*TEXTO DE ESTUDO*.
-=-=-
Mas porque o aborto não é livre, público e com toda assistência física e psicológica garantida pelo Estado? Para esta questão, é fundamental lembrarmos que a maioria das mortes causadas pelo aborto são as das mulheres pobres! São aquelas que não têm os meios económicos para pagar uma clínica clandestina, nas quais sabem que não serão punidas. Mas ao mesmo tempo, nessas clínicas não é garantida a segurança para a vida e para a saúde destas mulheres.

Não por acaso temos uma lei que permite o aborto apenas para dois casos: quando não há outro meio de salvar a vida da gestante ou se a gravidez resulta de estupro. Não seria hipocrisia podermos decidir sobre ter ou não filhos, ou seja, sobre nossa própria vida e sobre nosso próprio corpo apenas quando corremos risco de vida ou quando formos violentamente abusadas? O fato do aborto hoje ainda ser ilegal, passa por um moralismo no qual fecham-se os olhos a essas mulheres que morrem “em nome da vida” . Por mais que o direito ao aborto seja um direito mínimo e elementar, se não aparece como legal neste Estado é porque o controle sobre nosso próprio corpo nos permitiria questionar toda a opressão que sofremos, que tenta traçar os limites de nossa expressão e de nossa ação, falando quando, o que e como podemos decidir. Além disso, existe o lucro que geram essas clínicas clandestinas para seus donos e que também permitem ao Estado deixar cada vez mais precarizada a assistência pública à saúde das mulheres.
-=-=-
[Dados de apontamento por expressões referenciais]
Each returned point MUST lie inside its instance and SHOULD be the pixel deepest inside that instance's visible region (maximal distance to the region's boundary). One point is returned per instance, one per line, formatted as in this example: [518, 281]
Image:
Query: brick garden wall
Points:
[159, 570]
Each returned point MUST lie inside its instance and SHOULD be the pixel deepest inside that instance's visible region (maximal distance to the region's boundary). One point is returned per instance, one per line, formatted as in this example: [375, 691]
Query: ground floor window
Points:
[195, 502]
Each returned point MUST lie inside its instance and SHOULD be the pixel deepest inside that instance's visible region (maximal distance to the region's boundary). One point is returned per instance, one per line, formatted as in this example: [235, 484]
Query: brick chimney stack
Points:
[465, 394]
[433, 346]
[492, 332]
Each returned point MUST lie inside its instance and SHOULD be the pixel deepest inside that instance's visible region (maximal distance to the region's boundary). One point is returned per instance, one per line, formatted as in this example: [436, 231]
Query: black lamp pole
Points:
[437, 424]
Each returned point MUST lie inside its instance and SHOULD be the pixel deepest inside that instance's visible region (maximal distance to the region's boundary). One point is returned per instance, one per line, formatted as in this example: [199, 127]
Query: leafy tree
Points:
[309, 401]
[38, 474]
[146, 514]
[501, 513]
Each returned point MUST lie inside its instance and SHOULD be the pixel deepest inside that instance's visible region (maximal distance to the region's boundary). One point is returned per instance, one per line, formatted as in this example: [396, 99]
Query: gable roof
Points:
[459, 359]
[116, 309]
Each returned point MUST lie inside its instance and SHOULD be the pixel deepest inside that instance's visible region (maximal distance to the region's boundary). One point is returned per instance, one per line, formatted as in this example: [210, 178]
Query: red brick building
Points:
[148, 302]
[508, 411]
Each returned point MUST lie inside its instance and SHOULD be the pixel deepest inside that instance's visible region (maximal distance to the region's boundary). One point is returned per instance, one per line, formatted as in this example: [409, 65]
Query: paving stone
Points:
-=-=-
*PARA TRABALHAR*.
**a)** Reescreva em forma de lista o parágrafo do texto sobre o aborto que começa com "Mas porque o aborto não é livre", mantendo as informações principais.
**b)** Segundo o texto sobre o aborto, em quais casos a lei permite o aborto?
**c)** Prossiga o texto sobre o aborto a partir da última frase apresentada.
As linhas de dados são um material independente do texto de estudo.

*RESPOSTAS*.
**a)**
- A maioria das mortes causadas pelo aborto é de mulheres pobres.
- Essas mulheres não têm meios econômicos para pagar uma clínica clandestina, onde sabem que não serão punidas.
- Mesmo nessas clínicas, a segurança para a vida e a saúde das mulheres não é garantida.

**b)** Quando não há outro meio de salvar a vida da gestante ou quando a gravidez resulta de estupro.

**c)**
A Igreja, junto ao Estado, mantém sua posição irreversível perante o aborto. Para mostrar isto bastam as declarações do novo Papa em relação ao aborto e ao uso da pílula do dia seguinte. Usa o argumento da vida que é concebida no embrião deixando de lado a vida da gestante que está em jogo quando esta vai procurar o aborto clandestino. Temos esta expressão também na Câmara dos Deputados, a qual tem como presidente Severino Cavalcante, que já mostrou qual o papel que cumpre como líder de um órgão legislativo burguês e inclusive se apoiando na Igreja para sustentar seus argumentos retrógrados que sustentam a submissão da mulher e a proibição de qualquer método contraceptivo e a prática do aborto.

Não podemos mais deixar que decidam sobre nossas vidas e que nos tapem os olhos com hipocrisias! O absurdo a que chega esta opressão da mulher é o caso de Romina Tejerina na Argentina, que foi estuprada por seu vizinho "Pocho" Vargas, irmão de um policial, em 2002, quando tinha 19 anos. Sem denunciar a violação, pelo medo e pela vergonha, Romina tentou várias vezes o aborto e sem conseguir resultado acabou tendo o filho. Durante um surto psicótico causado pelo trauma da violação, Romina matou a criança que acabara de parir. Ela foi presa e acaba de ser condenada a 14 anos de prisão... e o homem que a violentou continua livre! Romina é mais uma expressão das mulheres pobres que, sem conseguir realizar o aborto legal e em boas condições, por qualquer que seja o motivo, teve sua vida em jogo quando foi violentada, quando recorreu ao aborto inseguro e agora enquanto se encontra nas mãos da justiça burguesa que diz ser Romina uma assassina!

Na luta pela legalização do aborto e, necessariamente, contra a opressão das mulheres, temos que lutar de forma independente do Estado, o governo e os partidos burgueses, pois as mortes e todas as outras conseqüências do aborto clandestino refletem as condições a que são submetidas muitas mulheres que cumprem uma dupla jornada de trabalho, sendo exploradas pelo patrão e ainda tendo que cuidar de todas ou da grande maioria das tarefas da casa, dos filhos, da alimentação da família. As mulheres que morrem são principalmente as desempregadas, as empregadas domésticas, operárias, trabalhadoras precarizadas e terceirizadas, as que moram nos bairros pobres, as que vendem seus corpos... A lista é longa e muitas destas mulheres, se decidirem abortar, pagarão com suas próprias vidas, assim como Romina Tejerina!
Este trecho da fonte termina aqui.